### Dataset entries:
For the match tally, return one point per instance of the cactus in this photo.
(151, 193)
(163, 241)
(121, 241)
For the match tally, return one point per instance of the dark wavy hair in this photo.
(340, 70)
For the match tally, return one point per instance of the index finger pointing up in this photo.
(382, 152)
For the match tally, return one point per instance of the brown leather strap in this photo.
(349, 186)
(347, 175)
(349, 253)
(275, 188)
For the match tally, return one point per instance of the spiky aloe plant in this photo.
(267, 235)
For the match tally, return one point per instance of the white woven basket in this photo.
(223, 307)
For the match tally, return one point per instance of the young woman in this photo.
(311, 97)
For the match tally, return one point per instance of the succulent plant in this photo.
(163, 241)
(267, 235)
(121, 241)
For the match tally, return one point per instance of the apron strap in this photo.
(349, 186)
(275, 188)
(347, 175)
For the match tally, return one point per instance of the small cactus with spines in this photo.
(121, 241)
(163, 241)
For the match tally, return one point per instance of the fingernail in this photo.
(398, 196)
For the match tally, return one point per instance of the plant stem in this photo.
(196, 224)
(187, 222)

---

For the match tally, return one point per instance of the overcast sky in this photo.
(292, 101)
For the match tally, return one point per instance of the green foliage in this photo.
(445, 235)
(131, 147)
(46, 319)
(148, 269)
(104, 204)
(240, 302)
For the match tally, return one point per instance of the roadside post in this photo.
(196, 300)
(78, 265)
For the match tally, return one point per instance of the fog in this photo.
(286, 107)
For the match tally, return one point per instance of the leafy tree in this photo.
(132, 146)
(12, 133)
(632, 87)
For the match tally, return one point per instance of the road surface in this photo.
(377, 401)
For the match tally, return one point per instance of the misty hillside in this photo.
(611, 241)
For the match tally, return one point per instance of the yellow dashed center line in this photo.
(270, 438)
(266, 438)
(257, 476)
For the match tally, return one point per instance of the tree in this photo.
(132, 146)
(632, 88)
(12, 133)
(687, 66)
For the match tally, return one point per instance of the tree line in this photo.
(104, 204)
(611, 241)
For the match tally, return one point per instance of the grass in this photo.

---

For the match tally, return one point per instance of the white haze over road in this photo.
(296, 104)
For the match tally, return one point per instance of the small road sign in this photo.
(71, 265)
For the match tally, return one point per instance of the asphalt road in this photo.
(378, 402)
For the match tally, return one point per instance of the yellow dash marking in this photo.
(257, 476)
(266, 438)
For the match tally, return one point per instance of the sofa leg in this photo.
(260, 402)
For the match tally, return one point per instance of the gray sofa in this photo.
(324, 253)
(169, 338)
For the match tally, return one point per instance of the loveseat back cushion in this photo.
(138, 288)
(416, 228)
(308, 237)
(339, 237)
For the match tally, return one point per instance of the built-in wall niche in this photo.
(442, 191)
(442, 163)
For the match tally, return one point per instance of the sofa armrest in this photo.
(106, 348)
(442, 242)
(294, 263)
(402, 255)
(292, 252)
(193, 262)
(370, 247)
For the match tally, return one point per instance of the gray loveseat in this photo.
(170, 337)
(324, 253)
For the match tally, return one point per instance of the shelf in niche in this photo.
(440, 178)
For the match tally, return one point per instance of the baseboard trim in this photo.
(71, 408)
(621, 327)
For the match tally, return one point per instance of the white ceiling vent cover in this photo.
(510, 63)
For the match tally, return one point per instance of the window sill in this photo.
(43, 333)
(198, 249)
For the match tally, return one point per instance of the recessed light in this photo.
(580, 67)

### ASSIGNMENT:
What you give back should be exactly the lines of the data above from the line with "tree line in this photo." through the line with "grass in this photo.", both of those included, and nothing more.

### SOLUTION:
For the match tally, return one point per instance of the tree line in this photo.
(104, 204)
(611, 241)
For the match tally, return one point per instance of the grass in this photo.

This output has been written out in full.